Source records

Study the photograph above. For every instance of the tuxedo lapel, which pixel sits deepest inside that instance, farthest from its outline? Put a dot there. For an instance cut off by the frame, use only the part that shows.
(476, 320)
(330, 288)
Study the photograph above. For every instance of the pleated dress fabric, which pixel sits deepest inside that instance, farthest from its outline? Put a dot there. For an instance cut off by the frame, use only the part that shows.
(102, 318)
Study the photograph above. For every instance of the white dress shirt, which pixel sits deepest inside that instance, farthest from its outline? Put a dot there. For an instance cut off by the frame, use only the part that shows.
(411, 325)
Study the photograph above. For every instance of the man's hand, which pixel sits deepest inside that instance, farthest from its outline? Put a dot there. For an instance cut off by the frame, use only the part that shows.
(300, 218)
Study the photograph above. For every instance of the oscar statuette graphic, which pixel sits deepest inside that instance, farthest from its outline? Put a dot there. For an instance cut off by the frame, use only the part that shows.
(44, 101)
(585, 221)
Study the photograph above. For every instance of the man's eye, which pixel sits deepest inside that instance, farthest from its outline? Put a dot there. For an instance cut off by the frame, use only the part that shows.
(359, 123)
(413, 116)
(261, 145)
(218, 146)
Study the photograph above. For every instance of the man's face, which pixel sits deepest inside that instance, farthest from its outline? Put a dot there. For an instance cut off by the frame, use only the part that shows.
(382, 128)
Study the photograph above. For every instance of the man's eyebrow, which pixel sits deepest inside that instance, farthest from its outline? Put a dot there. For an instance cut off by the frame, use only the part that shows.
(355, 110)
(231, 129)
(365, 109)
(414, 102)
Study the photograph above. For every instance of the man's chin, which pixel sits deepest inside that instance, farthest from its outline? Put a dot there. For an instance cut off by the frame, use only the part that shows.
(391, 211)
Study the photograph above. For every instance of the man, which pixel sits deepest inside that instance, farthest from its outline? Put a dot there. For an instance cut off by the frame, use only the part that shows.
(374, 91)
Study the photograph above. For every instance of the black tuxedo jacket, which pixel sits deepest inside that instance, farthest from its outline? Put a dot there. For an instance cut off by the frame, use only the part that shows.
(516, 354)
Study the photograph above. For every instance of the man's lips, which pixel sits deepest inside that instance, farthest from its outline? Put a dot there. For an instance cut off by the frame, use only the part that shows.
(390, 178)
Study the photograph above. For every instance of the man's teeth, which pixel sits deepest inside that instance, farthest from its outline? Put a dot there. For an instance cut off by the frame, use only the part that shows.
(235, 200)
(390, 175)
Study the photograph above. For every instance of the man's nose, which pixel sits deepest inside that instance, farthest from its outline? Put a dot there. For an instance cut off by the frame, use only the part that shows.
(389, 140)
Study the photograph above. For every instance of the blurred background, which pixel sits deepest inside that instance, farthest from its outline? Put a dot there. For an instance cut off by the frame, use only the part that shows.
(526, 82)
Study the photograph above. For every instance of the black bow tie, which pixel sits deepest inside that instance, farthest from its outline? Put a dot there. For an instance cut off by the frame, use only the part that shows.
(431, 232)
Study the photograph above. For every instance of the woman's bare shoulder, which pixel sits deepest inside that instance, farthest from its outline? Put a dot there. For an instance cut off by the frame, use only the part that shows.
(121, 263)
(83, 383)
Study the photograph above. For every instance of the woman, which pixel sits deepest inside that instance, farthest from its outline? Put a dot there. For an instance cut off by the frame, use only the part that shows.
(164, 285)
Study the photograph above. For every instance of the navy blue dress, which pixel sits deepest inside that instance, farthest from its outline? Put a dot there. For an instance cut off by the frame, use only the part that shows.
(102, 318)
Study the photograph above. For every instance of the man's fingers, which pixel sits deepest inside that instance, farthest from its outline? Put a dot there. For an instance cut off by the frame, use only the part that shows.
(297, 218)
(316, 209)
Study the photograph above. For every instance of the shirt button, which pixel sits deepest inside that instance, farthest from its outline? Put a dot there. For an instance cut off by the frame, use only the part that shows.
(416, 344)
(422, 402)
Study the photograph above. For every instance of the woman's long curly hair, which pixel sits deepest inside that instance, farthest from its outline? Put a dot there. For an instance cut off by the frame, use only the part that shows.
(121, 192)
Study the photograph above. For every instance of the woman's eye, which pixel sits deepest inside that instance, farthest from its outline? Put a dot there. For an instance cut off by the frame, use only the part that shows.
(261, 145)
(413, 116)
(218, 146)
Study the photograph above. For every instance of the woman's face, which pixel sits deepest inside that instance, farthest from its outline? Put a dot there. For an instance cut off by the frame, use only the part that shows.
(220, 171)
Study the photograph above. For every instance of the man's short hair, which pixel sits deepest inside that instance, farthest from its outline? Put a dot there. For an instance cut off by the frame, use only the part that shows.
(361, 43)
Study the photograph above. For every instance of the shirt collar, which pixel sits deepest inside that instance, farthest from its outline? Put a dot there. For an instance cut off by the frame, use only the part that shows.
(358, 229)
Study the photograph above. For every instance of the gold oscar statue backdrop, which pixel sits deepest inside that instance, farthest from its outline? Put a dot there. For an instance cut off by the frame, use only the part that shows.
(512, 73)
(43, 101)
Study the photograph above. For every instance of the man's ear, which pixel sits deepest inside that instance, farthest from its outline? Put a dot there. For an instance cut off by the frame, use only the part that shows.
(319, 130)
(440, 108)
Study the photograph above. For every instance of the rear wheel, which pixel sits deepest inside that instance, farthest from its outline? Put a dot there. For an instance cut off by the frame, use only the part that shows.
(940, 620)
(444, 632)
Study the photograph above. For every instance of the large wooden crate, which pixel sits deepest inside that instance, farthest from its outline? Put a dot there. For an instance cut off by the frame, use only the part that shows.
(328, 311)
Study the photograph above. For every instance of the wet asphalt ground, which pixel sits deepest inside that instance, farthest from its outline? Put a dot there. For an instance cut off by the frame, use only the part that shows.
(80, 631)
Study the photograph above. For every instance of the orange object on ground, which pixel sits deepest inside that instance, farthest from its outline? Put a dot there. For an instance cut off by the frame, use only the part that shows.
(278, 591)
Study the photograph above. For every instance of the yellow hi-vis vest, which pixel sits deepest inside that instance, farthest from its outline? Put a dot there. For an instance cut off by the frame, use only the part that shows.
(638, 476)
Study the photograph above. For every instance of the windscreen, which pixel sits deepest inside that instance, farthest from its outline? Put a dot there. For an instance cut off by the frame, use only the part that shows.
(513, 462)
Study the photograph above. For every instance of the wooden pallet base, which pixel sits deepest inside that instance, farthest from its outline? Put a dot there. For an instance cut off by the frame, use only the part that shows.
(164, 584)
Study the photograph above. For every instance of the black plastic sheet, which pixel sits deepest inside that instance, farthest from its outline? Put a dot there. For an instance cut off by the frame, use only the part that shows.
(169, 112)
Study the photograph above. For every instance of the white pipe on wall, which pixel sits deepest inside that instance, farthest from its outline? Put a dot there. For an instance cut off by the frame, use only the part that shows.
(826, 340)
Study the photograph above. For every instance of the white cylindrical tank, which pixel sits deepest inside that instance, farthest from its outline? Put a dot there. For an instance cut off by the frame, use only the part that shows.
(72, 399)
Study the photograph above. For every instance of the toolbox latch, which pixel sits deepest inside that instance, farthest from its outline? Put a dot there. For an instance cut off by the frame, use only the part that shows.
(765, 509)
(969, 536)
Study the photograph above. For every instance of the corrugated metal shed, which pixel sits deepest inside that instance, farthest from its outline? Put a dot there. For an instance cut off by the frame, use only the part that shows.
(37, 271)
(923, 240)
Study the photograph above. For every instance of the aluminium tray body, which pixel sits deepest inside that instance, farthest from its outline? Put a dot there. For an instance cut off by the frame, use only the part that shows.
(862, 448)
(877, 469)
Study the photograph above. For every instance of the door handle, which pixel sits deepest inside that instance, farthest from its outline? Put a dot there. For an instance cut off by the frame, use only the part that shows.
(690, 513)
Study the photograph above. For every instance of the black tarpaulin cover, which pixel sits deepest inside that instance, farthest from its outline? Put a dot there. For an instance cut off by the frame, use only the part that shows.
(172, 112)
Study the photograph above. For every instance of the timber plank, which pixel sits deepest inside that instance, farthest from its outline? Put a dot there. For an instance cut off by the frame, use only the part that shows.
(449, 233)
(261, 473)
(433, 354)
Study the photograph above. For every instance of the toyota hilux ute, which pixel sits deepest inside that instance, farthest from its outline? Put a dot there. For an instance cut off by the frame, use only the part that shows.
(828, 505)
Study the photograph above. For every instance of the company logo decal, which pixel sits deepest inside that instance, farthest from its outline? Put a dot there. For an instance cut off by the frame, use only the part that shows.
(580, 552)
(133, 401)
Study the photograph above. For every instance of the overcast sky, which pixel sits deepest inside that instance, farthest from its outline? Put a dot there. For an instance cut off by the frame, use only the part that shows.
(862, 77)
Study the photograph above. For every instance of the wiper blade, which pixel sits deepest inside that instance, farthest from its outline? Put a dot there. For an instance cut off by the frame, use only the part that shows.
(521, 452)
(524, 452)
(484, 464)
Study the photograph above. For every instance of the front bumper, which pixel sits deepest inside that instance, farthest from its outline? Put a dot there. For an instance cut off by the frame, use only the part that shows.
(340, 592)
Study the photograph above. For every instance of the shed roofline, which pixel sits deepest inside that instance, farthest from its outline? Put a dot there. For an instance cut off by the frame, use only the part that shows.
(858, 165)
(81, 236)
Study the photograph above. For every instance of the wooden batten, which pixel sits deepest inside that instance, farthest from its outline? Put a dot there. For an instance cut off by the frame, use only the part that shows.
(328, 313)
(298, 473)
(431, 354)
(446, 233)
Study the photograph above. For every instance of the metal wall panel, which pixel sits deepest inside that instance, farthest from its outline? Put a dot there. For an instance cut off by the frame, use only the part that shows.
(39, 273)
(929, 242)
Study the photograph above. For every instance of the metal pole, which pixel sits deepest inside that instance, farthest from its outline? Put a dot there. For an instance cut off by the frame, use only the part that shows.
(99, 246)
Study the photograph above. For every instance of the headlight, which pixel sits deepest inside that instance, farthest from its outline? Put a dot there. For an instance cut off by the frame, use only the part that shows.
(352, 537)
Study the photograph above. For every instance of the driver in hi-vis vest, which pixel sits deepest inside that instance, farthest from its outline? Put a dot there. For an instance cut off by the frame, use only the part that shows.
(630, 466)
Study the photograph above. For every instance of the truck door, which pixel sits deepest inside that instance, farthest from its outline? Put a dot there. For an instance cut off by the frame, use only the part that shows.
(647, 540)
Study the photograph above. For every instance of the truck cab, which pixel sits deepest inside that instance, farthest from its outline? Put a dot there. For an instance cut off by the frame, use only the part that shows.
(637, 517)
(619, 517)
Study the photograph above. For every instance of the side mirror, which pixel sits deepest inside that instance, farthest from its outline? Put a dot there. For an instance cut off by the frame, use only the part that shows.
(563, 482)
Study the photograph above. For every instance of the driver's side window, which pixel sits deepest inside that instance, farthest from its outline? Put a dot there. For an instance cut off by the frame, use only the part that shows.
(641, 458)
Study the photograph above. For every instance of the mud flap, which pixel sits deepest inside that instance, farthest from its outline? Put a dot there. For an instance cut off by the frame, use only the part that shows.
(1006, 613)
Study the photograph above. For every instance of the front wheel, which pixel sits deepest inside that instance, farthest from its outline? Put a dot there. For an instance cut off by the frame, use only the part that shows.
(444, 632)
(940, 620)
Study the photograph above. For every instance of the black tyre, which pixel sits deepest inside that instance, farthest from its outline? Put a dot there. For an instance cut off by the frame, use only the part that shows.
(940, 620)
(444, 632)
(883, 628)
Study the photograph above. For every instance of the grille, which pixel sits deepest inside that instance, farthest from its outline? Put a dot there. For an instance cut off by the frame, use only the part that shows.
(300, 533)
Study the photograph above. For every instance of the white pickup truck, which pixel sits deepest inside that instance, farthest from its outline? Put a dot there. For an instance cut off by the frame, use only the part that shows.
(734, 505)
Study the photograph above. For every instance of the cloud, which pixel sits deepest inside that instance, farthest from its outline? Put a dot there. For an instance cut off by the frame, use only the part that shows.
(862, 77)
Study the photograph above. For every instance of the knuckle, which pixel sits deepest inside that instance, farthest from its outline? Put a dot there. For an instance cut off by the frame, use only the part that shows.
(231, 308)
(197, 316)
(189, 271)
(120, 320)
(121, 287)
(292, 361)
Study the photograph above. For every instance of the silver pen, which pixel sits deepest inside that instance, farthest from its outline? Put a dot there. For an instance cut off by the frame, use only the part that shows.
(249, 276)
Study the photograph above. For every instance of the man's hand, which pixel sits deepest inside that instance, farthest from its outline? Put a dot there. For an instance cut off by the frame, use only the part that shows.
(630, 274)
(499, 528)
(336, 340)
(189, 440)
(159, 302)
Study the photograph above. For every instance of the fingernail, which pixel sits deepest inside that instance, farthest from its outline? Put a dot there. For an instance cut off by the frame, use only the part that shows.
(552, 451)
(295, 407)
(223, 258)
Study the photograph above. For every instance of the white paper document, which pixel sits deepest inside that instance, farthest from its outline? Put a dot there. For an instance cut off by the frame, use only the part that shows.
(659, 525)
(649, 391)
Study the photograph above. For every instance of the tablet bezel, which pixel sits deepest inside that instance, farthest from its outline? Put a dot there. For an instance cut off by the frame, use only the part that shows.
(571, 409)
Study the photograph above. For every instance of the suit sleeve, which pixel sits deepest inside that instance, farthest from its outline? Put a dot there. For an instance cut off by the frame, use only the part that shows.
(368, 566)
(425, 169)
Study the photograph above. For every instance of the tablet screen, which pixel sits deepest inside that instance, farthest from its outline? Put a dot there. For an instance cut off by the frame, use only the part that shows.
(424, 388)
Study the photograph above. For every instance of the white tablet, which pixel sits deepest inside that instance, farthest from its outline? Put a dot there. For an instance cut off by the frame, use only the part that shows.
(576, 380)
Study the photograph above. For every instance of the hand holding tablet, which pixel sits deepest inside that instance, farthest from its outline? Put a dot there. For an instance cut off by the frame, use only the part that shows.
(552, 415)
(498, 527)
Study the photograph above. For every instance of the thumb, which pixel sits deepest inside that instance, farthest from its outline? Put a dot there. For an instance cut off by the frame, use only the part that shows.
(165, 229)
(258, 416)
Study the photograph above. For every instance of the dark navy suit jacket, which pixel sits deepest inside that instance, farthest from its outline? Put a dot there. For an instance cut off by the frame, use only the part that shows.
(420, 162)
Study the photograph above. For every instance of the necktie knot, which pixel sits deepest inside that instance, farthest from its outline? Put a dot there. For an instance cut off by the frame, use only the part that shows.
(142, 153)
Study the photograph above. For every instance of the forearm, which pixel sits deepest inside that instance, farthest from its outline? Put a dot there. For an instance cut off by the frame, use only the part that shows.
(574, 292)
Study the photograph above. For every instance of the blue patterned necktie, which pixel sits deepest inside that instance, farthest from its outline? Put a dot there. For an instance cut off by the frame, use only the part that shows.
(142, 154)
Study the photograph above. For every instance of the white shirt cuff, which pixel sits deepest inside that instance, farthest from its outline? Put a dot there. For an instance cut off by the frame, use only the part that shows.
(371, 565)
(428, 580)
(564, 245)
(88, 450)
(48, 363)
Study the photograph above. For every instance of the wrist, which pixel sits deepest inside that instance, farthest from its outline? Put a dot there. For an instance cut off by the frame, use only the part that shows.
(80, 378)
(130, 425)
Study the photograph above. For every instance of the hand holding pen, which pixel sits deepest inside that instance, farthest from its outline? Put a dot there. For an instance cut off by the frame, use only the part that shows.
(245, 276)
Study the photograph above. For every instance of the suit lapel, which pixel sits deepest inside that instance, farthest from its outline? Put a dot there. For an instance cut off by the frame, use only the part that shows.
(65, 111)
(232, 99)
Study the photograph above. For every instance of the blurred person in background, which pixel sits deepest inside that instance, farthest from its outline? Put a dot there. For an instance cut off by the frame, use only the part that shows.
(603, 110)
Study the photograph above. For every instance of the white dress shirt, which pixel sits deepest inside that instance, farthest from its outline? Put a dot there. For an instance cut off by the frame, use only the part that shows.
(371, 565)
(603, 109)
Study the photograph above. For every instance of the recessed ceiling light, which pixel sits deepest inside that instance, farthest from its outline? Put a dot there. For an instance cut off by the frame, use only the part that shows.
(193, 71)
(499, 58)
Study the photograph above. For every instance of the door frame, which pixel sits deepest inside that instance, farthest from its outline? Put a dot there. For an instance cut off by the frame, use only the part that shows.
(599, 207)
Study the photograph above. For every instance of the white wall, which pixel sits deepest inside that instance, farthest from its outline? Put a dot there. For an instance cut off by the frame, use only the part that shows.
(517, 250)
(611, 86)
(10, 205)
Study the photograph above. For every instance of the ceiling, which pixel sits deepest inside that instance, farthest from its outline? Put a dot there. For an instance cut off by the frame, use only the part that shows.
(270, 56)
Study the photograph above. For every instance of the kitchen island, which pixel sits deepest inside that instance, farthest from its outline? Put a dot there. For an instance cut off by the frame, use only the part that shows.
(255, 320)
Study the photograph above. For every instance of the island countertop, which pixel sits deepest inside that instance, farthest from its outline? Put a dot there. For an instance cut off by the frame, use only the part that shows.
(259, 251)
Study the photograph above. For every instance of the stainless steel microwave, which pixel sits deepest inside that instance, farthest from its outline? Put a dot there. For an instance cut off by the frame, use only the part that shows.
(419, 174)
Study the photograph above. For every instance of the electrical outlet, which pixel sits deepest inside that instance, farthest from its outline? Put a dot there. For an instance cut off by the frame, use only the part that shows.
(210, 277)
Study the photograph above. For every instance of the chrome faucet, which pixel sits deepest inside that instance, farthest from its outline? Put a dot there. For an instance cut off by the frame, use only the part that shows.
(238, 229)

▸ YOUR INSTRUCTIONS: Starting at the line that contains "white wall, which", print every line through the end of the listing, word for word. Leave out all the rest.

▸ COMPLETE RESPONSE:
Study the photograph above. For every instance of the white wall, which pixel sits deepest inside that instance, farthest from its outline? Put a dot there. For an instance cut off by the frame, use only the part that shows.
(517, 250)
(611, 86)
(10, 205)
Study the photograph above. For every instance of the ceiling, which pixel sits deepest inside that instance, farthest from its outline? Put a dot there. For an instance cut off by the frame, use only the part that shows.
(270, 56)
Study the photograph above. For every instance of the kitchen island, which pixel sits deepest inside that instance, farthest from its outline? Put a dot there. For an instance cut off by the frame, use only the part that shows.
(255, 320)
Study the photograph above. For every instance of the island countertop, which pixel sits deepest inside that instance, farthest from its outline? Put a dot there. For an instance cut off by the frame, use only the part that shows.
(259, 251)
Study the photograph above. For every instance of the stainless steel microwave, which pixel sits deepest inside that instance, farthest from its outline? Put a dot there. For an instance cut off by the frame, use only the part that shows.
(419, 174)
Study the photograph above. For every instance of the electrical outlet, which pixel sits deepest inside that instance, farthest from its outline? Put a dot there. For an instance cut off by the frame, use only the part that shows.
(210, 277)
Study the photograph above. For every instance of the chrome faucet, which pixel sits deepest inside that instance, farthest from its outline? Put a dot there. For an instance cut off by the frame, use only the part that shows.
(238, 229)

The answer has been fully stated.